> [Entrées extraites]:

####

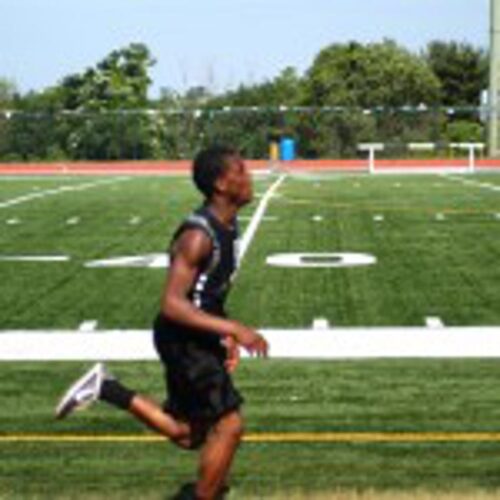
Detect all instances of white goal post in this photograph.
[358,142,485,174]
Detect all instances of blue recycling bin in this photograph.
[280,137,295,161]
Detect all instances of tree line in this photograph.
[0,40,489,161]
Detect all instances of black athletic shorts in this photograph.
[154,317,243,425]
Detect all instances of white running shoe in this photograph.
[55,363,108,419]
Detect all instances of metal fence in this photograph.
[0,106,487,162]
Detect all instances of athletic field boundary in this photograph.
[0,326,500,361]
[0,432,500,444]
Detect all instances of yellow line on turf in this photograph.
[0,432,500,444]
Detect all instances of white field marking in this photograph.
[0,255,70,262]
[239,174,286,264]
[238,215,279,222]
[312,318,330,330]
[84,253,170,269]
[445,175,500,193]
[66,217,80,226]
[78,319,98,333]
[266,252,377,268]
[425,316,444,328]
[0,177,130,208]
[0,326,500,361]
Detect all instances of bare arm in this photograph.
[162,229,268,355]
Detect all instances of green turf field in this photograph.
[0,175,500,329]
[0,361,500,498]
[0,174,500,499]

####

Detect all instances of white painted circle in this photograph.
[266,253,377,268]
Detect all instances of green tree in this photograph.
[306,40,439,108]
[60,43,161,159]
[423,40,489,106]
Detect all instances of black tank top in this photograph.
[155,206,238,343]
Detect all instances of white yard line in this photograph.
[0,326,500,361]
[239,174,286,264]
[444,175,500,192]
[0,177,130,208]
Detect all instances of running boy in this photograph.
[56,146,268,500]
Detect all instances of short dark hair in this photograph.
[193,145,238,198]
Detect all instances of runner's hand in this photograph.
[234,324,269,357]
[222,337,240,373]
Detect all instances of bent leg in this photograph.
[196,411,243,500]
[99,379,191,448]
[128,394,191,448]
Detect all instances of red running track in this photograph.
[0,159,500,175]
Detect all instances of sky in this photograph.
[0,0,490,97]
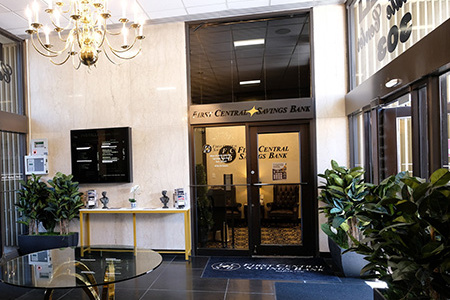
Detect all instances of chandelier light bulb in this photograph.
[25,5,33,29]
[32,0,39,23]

####

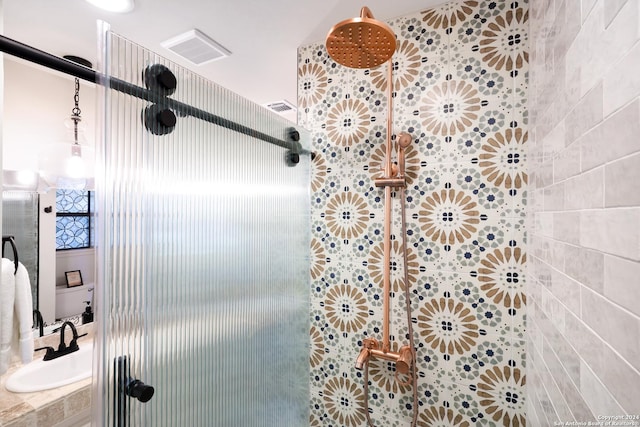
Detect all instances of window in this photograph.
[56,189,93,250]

####

Dans les données ci-dessus, recopiez les lignes allant de celle qui contient « Detect all instances of chandelier » à celle qui contient « [32,0,39,23] », en remplaçant « light bulb » par « lamp » et en laissant tout le reste inchangé.

Detect all instances of chandelier lamp in this photograph.
[25,5,33,29]
[32,0,39,23]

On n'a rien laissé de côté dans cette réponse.